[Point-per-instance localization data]
__________

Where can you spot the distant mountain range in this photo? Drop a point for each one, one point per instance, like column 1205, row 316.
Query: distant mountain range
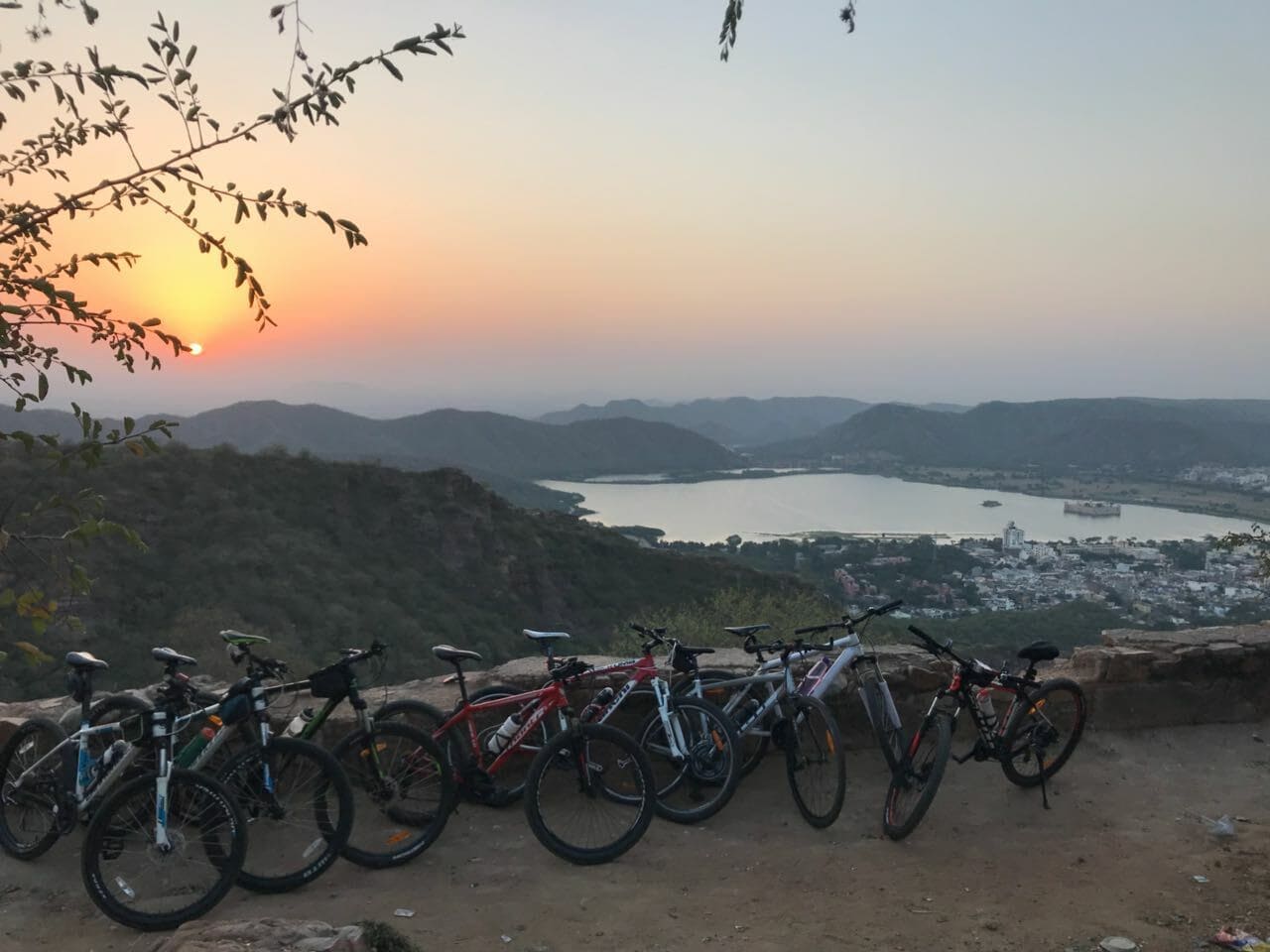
column 735, row 421
column 504, row 452
column 1144, row 435
column 321, row 555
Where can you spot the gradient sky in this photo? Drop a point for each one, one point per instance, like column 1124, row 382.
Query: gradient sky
column 959, row 202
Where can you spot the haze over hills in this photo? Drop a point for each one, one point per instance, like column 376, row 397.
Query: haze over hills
column 320, row 555
column 734, row 421
column 502, row 451
column 1141, row 434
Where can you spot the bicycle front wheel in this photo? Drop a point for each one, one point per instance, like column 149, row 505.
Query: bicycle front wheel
column 815, row 761
column 299, row 819
column 740, row 705
column 28, row 812
column 916, row 780
column 149, row 885
column 1043, row 731
column 403, row 791
column 589, row 793
column 698, row 767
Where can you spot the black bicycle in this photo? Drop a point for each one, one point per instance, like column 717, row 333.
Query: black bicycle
column 1033, row 739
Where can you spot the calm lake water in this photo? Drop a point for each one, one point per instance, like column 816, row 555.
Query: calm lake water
column 788, row 506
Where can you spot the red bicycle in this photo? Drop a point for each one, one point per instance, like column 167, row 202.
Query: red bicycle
column 589, row 793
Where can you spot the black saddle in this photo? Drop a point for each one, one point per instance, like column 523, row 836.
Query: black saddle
column 744, row 631
column 1038, row 652
column 448, row 653
column 545, row 635
column 84, row 658
column 168, row 656
column 238, row 638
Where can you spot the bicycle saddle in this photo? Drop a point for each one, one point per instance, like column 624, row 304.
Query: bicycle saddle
column 1038, row 652
column 168, row 656
column 84, row 658
column 545, row 635
column 747, row 630
column 448, row 653
column 238, row 638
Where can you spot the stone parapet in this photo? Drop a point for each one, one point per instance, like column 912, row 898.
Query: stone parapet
column 1132, row 679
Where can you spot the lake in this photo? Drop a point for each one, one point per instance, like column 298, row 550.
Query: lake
column 849, row 503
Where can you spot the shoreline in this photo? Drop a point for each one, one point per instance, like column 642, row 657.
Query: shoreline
column 1001, row 484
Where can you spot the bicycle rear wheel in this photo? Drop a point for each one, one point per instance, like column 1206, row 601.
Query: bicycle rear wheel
column 1043, row 731
column 589, row 793
column 299, row 826
column 403, row 791
column 145, row 887
column 879, row 706
column 699, row 782
column 816, row 762
column 916, row 780
column 28, row 816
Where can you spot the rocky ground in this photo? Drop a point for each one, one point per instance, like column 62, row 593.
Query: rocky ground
column 988, row 870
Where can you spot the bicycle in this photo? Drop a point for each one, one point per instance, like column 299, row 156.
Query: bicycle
column 749, row 699
column 602, row 767
column 1039, row 715
column 296, row 797
column 139, row 861
column 400, row 791
column 816, row 763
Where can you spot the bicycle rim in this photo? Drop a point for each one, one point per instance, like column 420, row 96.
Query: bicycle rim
column 1043, row 733
column 28, row 816
column 296, row 830
column 697, row 775
column 402, row 793
column 816, row 763
column 915, row 783
column 145, row 887
column 589, row 793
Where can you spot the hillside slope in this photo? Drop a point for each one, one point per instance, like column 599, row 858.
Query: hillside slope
column 320, row 555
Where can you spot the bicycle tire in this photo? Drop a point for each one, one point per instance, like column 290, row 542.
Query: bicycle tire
column 130, row 810
column 816, row 742
column 376, row 796
column 1024, row 720
column 559, row 758
column 331, row 810
column 889, row 738
column 756, row 742
column 929, row 775
column 712, row 765
column 19, row 746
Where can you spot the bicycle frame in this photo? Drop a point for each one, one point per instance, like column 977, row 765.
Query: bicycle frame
column 541, row 702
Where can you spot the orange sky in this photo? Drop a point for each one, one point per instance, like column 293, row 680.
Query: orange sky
column 585, row 203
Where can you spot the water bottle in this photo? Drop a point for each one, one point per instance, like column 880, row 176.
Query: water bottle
column 298, row 724
column 987, row 711
column 190, row 753
column 597, row 705
column 500, row 738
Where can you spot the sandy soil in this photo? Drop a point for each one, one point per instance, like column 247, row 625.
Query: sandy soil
column 988, row 870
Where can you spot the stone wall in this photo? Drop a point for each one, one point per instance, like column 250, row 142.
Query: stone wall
column 1133, row 679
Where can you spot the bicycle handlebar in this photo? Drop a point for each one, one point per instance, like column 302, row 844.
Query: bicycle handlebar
column 848, row 621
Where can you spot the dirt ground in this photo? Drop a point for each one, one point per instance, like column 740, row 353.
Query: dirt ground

__________

What's needed is an exact retyping of the records, pictures excluded.

Where can you spot the distant mountain range in this photo? Drop a point for each one, one point per instance, like column 1205, row 316.
Query: distant mountain range
column 735, row 421
column 504, row 452
column 1144, row 435
column 321, row 555
Where can you spot the gradient sky in this photo? Drop a point for each one, one point per instance, like column 1124, row 382.
Query: gradient sky
column 959, row 202
Where can you spot the haze over hills in this photo? Drop a point for each one, one point per instance, like column 376, row 397.
Query: haze over hills
column 320, row 555
column 734, row 421
column 502, row 451
column 1141, row 434
Where can you spot the bicycle front wheel in this photo? Drop a point for each one, one point per instance, like column 149, row 505.
Query: bicycle front wheel
column 815, row 761
column 299, row 819
column 740, row 705
column 28, row 812
column 916, row 780
column 149, row 885
column 1043, row 731
column 403, row 791
column 589, row 793
column 698, row 767
Where can you spot the black bicycle in this photo? Drop a point for each one, one point per instance, like column 717, row 333.
Query: black bicycle
column 1033, row 739
Where can you spot the calm lake water in this photo? Drop a point for each one, one point per instance, like column 816, row 555.
Query: calm lake water
column 788, row 506
Where can you spot the red bicycle in this photo? Drop a point for each one, one point per instance, like column 167, row 202.
Query: red bicycle
column 589, row 793
Where can you spot the black saddle in this photo? Drop a point for each one, one point per instance, like column 523, row 836.
Query: black saddle
column 744, row 631
column 1038, row 652
column 448, row 653
column 545, row 635
column 84, row 658
column 168, row 656
column 238, row 638
Where can you spot the bicycle saddle in this photo? Drop a point for each one, one point per instance, like column 624, row 304.
Query: bicycle saddle
column 1038, row 652
column 168, row 656
column 84, row 658
column 545, row 635
column 747, row 630
column 448, row 653
column 238, row 638
Where can you spot the stone parapet in this photo? Drop a point for each one, one point per instance, like column 912, row 898.
Query: stone parapet
column 1132, row 679
Where can you spot the lake in this photo? Drop a point for each one, one point per instance, like column 298, row 550.
Query: lake
column 849, row 503
Where can you spot the shoreline in this photo? Drop a point for each one, one point per instance, like column 642, row 657.
Query: shoreline
column 1001, row 484
Where can you spot the bicycle rear wheel in this photo? Drop a point for each one, one point per instance, like column 1206, row 601.
Query: bicycle rear wheel
column 1043, row 731
column 589, row 793
column 299, row 826
column 403, row 791
column 145, row 887
column 879, row 706
column 699, row 782
column 816, row 762
column 916, row 780
column 28, row 816
Where can you spot the rocky ground in this photo? Drop a point for each one, one point per instance, like column 62, row 593.
Query: rocky ground
column 988, row 870
Where can you spot the bicycle in this photo? Drop a point for each one, one point per instance, like column 299, row 156.
Query: bicycle
column 749, row 699
column 602, row 767
column 1039, row 715
column 296, row 797
column 139, row 861
column 400, row 791
column 816, row 763
Where can you spot the bicycle rim in this photo? Drop a point for each one, one point per instance, like column 420, row 96.
Query: bicycle rim
column 1043, row 733
column 28, row 816
column 296, row 830
column 697, row 775
column 402, row 793
column 816, row 763
column 915, row 783
column 145, row 887
column 589, row 793
Where can you spot the hillside slope in this photo? Drop a point for each one, one point per instance, like column 599, row 858.
Query: hillside slope
column 320, row 555
Where can you spot the bicycle tire in this photo? Drop a point for each one, one point per instance, like column 290, row 542.
Query: bicycle tire
column 130, row 810
column 816, row 742
column 376, row 796
column 1024, row 720
column 559, row 758
column 331, row 810
column 889, row 738
column 756, row 742
column 929, row 775
column 712, row 765
column 19, row 746
Where can you spot the bicycle frame in this photo? Drop a point for each one, one point per instance, like column 977, row 765.
Query: bicycle frame
column 541, row 702
Where can you spot the orange sky in this photo? Drop a point for each one, one point per instance, like column 293, row 680.
Query: orange sky
column 585, row 203
Where can you spot the water bottle in this photo? Drop a point for each one, one point per instance, like column 880, row 176.
Query: water bottle
column 298, row 724
column 987, row 711
column 190, row 753
column 597, row 705
column 500, row 738
Where can you spot the sandy soil in this photo? Drop a point for each one, one point per instance, like column 247, row 625.
Query: sandy soil
column 988, row 870
Where can you spot the stone wall in this photo? Drop a point for each one, one point per instance, like column 250, row 142.
Query: stone wall
column 1133, row 679
Where can you spot the bicycle handlebar in this photo? Drop a point for each one, one point per instance, like column 302, row 844.
Query: bicycle handlebar
column 848, row 621
Where can you spot the dirt ground in this photo? Drop a point for each one, one point per instance, like column 740, row 353.
Query: dirt ground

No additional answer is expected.